> [Source document]:

Politics & Government

Jerry Brown declares emergency for dying trees

Gov. Jerry Brown speaks at the Carbon Neutrality Initiative on the campus of the University of California, San Diego on Tuesday, Oct. 27, 2015.
Gov. Jerry Brown speaks at the Carbon Neutrality Initiative on the campus of the University of California, San Diego on Tuesday, Oct. 27, 2015. AP

Lamenting “the worst epidemic of tree mortality” in the state’s modern history, Gov. Jerry Brown on Friday sought federal aid to remove dead trees from California forests and called for more controlled burns to reduce the risk of wildfire.

The declaration, including a controversial exemption from environmental reviews, comes amid California’s ongoing drought and a bark beetle infestation that has killed millions of trees weakened by lack of water.

Brown said the die-off exacerbates the risk of wildfires and the threat of erosion. He ordered state agencies to remove dead or dying trees from high-hazard areas and said his administration will work with federal authorities to expand controlled burns.

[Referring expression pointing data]

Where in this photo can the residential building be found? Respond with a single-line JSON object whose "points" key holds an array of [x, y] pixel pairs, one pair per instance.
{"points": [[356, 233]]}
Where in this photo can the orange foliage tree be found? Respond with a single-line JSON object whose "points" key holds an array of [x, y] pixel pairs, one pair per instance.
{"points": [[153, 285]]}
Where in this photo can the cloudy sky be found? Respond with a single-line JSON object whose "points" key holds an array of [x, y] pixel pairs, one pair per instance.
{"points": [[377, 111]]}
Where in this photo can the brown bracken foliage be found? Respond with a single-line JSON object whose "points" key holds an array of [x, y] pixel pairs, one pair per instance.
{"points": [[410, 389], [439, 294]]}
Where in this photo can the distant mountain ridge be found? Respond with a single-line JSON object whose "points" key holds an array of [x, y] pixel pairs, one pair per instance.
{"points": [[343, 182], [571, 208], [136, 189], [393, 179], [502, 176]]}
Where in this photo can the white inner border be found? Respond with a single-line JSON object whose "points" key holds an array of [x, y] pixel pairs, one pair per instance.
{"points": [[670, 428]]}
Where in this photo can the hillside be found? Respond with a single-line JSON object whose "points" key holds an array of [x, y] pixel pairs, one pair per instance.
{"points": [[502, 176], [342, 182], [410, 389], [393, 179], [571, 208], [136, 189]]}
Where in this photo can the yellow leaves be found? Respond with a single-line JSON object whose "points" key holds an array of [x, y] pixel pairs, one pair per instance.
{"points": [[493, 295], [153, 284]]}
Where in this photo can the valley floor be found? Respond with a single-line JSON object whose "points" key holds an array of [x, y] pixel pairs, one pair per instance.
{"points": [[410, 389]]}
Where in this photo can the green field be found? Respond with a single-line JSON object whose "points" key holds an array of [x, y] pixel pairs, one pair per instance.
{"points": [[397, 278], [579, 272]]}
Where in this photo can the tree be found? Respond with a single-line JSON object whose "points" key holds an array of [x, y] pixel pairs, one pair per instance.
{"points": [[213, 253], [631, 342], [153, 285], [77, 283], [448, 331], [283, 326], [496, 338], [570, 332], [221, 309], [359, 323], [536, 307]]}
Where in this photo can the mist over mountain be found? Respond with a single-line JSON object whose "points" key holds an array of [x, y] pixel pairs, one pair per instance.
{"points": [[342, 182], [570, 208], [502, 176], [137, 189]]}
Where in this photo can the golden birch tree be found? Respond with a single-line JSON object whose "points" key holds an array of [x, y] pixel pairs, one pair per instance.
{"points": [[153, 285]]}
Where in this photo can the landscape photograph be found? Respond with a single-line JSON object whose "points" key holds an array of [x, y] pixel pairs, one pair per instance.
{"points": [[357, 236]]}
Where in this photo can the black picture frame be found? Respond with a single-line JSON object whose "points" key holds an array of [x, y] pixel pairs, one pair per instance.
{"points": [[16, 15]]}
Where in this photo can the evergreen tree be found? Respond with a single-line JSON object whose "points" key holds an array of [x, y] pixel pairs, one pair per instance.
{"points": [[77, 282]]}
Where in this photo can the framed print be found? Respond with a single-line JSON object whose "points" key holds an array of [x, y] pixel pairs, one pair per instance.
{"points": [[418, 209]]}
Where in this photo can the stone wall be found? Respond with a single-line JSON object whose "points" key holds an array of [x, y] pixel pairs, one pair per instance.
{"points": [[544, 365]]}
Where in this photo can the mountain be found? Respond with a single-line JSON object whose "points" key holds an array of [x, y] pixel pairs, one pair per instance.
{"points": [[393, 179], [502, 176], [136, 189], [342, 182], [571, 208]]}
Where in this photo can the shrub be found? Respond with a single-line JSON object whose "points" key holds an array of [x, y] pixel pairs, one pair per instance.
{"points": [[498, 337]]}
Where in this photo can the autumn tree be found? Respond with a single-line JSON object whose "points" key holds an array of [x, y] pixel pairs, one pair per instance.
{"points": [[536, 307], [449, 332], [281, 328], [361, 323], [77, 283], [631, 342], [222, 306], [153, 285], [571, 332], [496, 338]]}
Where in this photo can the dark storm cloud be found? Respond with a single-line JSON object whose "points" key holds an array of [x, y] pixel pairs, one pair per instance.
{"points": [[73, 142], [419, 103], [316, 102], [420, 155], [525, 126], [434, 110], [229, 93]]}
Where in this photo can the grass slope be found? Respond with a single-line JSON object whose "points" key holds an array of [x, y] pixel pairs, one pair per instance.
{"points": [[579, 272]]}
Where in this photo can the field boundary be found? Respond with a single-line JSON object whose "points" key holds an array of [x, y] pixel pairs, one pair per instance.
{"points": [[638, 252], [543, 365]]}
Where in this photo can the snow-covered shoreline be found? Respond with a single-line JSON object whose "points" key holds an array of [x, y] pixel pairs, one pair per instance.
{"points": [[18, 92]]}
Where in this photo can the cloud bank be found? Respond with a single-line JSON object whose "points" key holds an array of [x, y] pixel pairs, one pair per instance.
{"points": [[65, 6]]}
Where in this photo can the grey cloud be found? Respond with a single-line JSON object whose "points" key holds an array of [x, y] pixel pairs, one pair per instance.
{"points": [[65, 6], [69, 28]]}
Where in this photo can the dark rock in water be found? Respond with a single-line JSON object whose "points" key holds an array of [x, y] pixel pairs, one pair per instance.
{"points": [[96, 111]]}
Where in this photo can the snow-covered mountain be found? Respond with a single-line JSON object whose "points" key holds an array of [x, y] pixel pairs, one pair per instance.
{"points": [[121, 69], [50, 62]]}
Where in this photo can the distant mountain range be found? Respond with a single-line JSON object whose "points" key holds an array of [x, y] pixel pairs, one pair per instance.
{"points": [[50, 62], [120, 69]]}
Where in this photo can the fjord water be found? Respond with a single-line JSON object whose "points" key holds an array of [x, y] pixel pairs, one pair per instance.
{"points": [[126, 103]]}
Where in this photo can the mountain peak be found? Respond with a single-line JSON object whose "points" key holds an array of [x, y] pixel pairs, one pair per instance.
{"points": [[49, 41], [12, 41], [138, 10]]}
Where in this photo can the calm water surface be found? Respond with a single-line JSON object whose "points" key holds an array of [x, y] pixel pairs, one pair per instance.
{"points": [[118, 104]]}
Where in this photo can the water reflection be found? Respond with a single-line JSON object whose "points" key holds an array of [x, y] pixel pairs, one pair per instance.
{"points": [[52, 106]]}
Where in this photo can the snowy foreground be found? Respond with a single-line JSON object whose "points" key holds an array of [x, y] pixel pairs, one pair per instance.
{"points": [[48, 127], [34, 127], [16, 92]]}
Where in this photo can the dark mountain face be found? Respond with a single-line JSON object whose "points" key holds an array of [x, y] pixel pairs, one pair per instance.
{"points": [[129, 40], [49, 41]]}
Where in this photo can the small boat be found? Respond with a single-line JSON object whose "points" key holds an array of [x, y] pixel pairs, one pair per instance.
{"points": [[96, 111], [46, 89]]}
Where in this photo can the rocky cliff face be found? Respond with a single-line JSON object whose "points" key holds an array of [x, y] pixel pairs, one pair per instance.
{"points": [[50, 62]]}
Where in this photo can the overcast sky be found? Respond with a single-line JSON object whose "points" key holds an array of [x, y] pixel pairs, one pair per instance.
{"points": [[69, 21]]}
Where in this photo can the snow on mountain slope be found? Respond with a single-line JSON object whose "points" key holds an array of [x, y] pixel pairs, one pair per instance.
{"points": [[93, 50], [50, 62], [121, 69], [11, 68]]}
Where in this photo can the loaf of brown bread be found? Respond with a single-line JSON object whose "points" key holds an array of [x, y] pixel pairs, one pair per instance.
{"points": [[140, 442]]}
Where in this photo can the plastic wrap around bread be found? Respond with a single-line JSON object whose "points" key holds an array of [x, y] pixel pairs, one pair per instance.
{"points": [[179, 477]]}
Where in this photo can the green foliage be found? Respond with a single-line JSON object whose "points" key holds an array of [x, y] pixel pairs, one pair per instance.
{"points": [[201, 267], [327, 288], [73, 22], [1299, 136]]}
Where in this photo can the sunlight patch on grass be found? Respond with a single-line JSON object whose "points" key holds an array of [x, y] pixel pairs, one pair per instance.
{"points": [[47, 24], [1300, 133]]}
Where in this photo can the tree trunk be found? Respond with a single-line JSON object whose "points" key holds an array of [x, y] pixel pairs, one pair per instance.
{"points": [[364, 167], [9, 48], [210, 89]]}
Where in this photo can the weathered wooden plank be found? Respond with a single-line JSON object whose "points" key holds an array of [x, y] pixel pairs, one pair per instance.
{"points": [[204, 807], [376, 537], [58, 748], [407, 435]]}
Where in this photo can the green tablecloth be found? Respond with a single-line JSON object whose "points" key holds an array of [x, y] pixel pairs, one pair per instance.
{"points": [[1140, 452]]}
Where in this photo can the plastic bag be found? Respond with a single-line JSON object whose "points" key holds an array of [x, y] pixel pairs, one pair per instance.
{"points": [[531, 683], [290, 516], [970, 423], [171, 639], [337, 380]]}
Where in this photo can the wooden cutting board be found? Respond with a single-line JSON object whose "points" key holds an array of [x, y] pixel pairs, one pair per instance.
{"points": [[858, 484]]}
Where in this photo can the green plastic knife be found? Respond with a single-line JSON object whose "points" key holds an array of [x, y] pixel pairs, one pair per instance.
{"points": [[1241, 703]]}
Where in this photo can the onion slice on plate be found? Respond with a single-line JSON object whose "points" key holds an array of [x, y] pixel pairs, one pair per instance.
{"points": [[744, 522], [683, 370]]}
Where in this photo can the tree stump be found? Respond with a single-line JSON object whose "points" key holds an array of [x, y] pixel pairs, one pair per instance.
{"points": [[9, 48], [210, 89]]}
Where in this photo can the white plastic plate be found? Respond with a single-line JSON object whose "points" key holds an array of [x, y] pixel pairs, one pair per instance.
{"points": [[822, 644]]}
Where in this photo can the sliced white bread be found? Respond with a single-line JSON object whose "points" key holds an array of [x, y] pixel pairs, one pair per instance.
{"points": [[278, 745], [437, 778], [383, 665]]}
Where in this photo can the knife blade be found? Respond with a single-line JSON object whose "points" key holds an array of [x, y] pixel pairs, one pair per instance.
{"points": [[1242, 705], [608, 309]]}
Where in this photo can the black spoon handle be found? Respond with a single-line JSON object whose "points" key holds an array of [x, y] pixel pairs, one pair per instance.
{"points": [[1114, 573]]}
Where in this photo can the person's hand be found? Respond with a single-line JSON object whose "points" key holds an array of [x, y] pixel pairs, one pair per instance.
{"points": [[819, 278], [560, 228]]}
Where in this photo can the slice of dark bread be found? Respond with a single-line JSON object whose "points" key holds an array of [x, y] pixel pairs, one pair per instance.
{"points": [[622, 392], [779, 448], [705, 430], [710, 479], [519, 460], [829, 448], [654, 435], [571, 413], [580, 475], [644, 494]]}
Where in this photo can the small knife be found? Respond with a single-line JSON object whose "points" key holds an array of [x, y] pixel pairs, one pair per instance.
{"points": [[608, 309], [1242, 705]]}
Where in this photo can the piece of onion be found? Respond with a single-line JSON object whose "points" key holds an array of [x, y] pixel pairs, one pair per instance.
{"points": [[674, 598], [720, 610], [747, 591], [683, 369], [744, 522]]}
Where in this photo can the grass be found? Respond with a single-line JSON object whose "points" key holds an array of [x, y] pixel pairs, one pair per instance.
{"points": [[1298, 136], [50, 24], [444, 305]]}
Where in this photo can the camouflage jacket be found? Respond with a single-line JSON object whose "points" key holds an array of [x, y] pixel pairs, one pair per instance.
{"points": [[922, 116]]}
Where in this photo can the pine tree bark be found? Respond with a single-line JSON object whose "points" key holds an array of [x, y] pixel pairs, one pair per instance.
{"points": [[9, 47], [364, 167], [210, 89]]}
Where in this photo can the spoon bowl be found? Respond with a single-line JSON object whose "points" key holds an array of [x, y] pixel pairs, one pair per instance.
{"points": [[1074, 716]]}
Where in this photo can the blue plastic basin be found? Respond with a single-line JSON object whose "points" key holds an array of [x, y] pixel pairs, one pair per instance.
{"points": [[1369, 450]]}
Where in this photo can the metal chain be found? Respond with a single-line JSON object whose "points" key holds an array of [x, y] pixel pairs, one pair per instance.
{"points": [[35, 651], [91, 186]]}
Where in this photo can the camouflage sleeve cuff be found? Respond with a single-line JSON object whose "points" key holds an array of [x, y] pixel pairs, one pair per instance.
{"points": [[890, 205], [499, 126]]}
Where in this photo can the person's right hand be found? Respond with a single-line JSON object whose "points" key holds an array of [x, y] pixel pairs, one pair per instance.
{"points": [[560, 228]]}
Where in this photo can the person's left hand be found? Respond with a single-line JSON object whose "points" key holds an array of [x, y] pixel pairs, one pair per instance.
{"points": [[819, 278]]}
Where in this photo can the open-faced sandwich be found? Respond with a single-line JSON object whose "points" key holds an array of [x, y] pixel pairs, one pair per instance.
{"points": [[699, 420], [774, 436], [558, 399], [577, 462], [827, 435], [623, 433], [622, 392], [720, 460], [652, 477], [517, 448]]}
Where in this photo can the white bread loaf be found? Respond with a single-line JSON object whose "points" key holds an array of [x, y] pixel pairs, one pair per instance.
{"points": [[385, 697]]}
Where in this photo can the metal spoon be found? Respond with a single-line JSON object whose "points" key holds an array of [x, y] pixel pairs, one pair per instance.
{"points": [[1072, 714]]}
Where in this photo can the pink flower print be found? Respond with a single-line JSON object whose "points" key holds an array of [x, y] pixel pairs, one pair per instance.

> [Things to do]:
#1 Answer these questions from the article on the tree emergency:
(a) At what event was Brown speaking in the photo?
(b) What infestation has killed millions of trees?
(c) What did Brown order state agencies to do?
#2 List every measure Brown took or announced according to the tree emergency article.

> [Results of the exercise]:
#1
(a) The Carbon Neutrality Initiative, on the campus of the University of California, San Diego.
(b) A bark beetle infestation.
(c) Remove dead or dying trees from high-hazard areas.

#2
- Sought federal aid to remove dead trees from California forests
- Called for more controlled burns, with his administration working with federal authorities to expand them
- Included an exemption from environmental reviews in the declaration
- Ordered state agencies to remove dead or dying trees from high-hazard areas